* begin *

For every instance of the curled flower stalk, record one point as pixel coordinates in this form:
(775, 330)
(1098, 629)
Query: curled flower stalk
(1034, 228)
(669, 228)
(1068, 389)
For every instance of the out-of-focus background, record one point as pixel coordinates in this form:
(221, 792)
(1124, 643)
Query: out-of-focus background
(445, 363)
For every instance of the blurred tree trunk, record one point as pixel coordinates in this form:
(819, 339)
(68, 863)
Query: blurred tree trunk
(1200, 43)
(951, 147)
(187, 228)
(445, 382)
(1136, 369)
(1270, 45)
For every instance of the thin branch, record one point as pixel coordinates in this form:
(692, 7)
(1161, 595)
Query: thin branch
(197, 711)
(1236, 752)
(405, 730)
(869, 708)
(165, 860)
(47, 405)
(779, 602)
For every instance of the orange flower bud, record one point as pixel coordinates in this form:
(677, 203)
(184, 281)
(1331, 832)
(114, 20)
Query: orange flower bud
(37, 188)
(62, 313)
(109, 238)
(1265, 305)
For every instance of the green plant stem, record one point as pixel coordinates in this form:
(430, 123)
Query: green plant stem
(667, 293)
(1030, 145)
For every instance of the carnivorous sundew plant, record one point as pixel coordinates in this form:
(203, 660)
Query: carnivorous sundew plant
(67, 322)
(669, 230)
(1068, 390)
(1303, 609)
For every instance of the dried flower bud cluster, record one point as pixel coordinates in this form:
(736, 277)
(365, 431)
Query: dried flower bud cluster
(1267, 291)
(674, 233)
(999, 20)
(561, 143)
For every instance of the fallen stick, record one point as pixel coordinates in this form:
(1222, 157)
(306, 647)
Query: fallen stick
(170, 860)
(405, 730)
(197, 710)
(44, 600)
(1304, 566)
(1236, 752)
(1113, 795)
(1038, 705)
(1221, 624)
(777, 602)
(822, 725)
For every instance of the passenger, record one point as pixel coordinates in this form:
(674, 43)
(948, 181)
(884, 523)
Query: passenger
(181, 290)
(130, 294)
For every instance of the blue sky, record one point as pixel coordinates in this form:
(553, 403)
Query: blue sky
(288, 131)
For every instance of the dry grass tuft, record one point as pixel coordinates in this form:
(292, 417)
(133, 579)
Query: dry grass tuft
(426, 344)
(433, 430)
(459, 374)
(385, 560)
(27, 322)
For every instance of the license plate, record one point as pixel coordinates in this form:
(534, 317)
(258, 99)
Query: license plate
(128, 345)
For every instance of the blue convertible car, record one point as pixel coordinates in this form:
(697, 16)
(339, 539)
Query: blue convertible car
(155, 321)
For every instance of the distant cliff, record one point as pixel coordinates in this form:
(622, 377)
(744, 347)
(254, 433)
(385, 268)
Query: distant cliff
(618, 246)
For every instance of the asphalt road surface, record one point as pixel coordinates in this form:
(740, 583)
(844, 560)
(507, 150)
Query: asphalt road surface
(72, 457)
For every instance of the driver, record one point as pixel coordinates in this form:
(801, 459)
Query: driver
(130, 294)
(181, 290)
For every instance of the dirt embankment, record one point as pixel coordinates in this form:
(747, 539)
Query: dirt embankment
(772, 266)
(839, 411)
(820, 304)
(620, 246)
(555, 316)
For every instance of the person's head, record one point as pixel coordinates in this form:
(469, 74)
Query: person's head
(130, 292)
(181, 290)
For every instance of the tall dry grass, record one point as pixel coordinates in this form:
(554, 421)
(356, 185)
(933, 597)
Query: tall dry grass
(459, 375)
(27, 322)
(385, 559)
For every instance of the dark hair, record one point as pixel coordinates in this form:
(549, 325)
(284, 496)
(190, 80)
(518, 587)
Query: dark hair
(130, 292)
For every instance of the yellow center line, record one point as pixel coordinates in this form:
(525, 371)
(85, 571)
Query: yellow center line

* end *

Copy out every line above word for word, changing nothing.

# Full response:
For every instance of the curled flower stalk, record one point as pixel coordinates in this form:
(775, 330)
(1098, 629)
Query: curled flower stalk
(1034, 228)
(669, 228)
(1068, 389)
For every instance of the out-of-focus background, record one point as pixel coordinates in this form:
(221, 792)
(1124, 643)
Query: out-of-focus background
(445, 363)
For every instance of the blurred tree trunk, record one point as pixel coordinates in this form:
(819, 339)
(68, 863)
Query: blurred tree trunk
(1200, 43)
(951, 147)
(187, 228)
(445, 382)
(1136, 369)
(1270, 45)
For every instance of the thin branch, record one point as pixel coordinates in this form:
(692, 7)
(1161, 595)
Query: thin branch
(197, 711)
(1236, 752)
(405, 730)
(869, 708)
(165, 860)
(47, 405)
(779, 602)
For every instance of the orange flower bud, record one point as pixel coordinates in this form:
(677, 203)
(184, 281)
(1331, 832)
(114, 20)
Query: orange flower bud
(37, 188)
(62, 313)
(109, 238)
(1265, 305)
For every instance of the green plant stem, record one point as pixel coordinates in this form:
(430, 123)
Query: green plant stem
(667, 293)
(1030, 145)
For every instance of the carnivorous sundew plant, record one point as pixel coordinates in this form:
(203, 660)
Query: carnivorous sundew plant
(67, 322)
(669, 230)
(1068, 390)
(1303, 609)
For every instance of the dried flower bud cluster, record one point as pixel coordinates in this form:
(736, 277)
(365, 431)
Query: dried flower bud cluster
(1267, 291)
(674, 233)
(999, 20)
(561, 143)
For every instance of the fallen stick, record one point as pixel coordinates in this form:
(1222, 157)
(306, 647)
Query: fallen stick
(170, 860)
(405, 730)
(197, 710)
(44, 600)
(1304, 566)
(1236, 752)
(1113, 795)
(1038, 705)
(1221, 624)
(777, 602)
(822, 725)
For every instance of the passenger, record one point as pixel coordinates in this form:
(674, 43)
(948, 181)
(884, 523)
Query: passenger
(181, 290)
(130, 294)
For every instance of the blue sky, record one point as pixel coordinates in this form:
(553, 403)
Query: blue sky
(288, 131)
For every instance of the dry grass tuft, record one point as pixel coordinates in this form:
(292, 417)
(133, 579)
Query: dry grass tuft
(426, 344)
(433, 430)
(459, 374)
(385, 560)
(27, 322)
For every instance of the license plate, record one point as pixel coordinates in this form:
(534, 317)
(258, 99)
Query: license plate
(128, 345)
For every instance of the blue convertible car, record one point as pixel coordinates in this form:
(697, 16)
(339, 539)
Query: blue convertible car
(155, 321)
For every instance of the distant cliff, record one point as pixel coordinates in this form:
(622, 377)
(744, 347)
(254, 433)
(385, 268)
Query: distant cliff
(618, 246)
For every instance of the asphalt road surface, record one point as pixel coordinates in this form:
(740, 583)
(844, 560)
(507, 150)
Query: asphalt road surface
(72, 457)
For every instance of the driver, record one point as pixel coordinates in this form:
(801, 459)
Query: driver
(130, 294)
(181, 290)
For every instance of the dirt embankment, record one point as pixel coordinates in this form:
(747, 539)
Query: dirt embankment
(772, 266)
(839, 411)
(820, 304)
(620, 246)
(555, 316)
For every instance of the person's head, record one point as pixel coordinates in this form:
(469, 74)
Query: person's head
(130, 292)
(181, 290)
For every instance of the tall dry grass, record one point as pixel coordinates in this form:
(554, 421)
(356, 185)
(933, 597)
Query: tall dry grass
(459, 375)
(27, 322)
(385, 559)
For every instance of the dark hair, record one point as pixel coordinates in this form:
(549, 325)
(284, 496)
(190, 80)
(518, 587)
Query: dark hair
(130, 292)
For every instance of the yellow center line, record one point as pixel coordinates in this form:
(525, 371)
(85, 571)
Query: yellow center line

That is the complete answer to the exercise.